═══ Data listing ═══
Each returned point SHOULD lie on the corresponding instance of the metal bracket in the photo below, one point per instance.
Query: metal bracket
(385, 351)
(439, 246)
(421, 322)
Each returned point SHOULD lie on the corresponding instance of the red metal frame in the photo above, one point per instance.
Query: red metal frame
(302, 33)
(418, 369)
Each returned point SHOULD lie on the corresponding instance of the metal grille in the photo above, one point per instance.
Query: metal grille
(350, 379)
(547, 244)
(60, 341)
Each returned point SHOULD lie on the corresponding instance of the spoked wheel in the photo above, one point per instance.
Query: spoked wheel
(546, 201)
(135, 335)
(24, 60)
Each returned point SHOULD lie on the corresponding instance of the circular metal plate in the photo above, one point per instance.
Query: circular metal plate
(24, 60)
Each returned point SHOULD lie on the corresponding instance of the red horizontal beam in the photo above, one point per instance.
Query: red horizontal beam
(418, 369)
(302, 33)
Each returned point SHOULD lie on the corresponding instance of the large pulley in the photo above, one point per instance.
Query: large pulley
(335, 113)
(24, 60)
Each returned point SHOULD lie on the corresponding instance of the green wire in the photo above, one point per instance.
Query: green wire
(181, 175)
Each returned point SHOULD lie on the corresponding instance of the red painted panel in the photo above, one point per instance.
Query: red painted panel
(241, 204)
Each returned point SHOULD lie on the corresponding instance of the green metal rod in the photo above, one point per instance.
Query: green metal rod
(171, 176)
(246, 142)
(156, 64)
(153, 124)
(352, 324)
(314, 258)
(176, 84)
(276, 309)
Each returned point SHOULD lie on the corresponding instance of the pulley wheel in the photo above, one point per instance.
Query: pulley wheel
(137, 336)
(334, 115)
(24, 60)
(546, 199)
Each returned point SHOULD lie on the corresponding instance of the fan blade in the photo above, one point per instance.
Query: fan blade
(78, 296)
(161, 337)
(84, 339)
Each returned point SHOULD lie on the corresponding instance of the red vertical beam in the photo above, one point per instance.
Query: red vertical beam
═══
__Given problem__: Please copy out all of the records above word for word, keeping every line in its original order.

__Result of this exercise__:
Each returned point SHOULD lie on the corresponding instance of the metal bracket in the photo below, one point per instance.
Query: metal bracket
(385, 351)
(439, 246)
(421, 322)
Each returned point SHOULD lie on the corresponding instance of the red metal frame in the photo above, one point per instance.
Query: red metal frame
(302, 33)
(418, 369)
Each returned point SHOULD lie on the corresponding instance of the metal grille in the photo above, one point per instance.
Query: metal grille
(350, 379)
(547, 244)
(60, 341)
Each returned point SHOULD lie on the corresponding instance of the spoked wheel in the photo above, one point per instance.
Query: spoked wheel
(546, 201)
(135, 335)
(24, 60)
Each returned point SHOULD lie on the corresponding instance of the circular metal plate in the photo above, one point per instance.
Query: circular metal plate
(24, 60)
Each returned point SHOULD lie on the corresponding instance of the red horizontal beam in the photo above, one point per instance.
Query: red horizontal beam
(418, 369)
(302, 33)
Each returned point SHOULD lie on the corresponding instance of the large pulley in the photo above, one point per instance.
Query: large pulley
(335, 113)
(24, 60)
Each returned point SHOULD lie on the corresponding instance of the green wire in the photo above, one point per instance.
Query: green wire
(181, 175)
Each returned point SHOULD lie on the corresponding instance of the red painted panel in the photo above, one point per instance.
Query: red painted panel
(241, 204)
Each returned point SHOULD lie on the corresponding instance of the green metal rod in the photo above, one point per instance.
Query: green metal rod
(171, 176)
(246, 142)
(156, 64)
(153, 124)
(352, 324)
(314, 258)
(176, 84)
(276, 309)
Each returned point SHOULD lie on the corresponding instance of the pulley wheel in the photo above, one point per instance.
Query: pulley wheel
(137, 336)
(334, 115)
(24, 60)
(546, 199)
Each returned point SHOULD lie on the corresponding instance of the fan blade in the photo above, one point per instance.
Query: fan blade
(78, 296)
(161, 337)
(84, 339)
Each returned point SHOULD lie on the corresponding instance of the red vertical beam in the photo above, one point per instance.
Query: red vertical beam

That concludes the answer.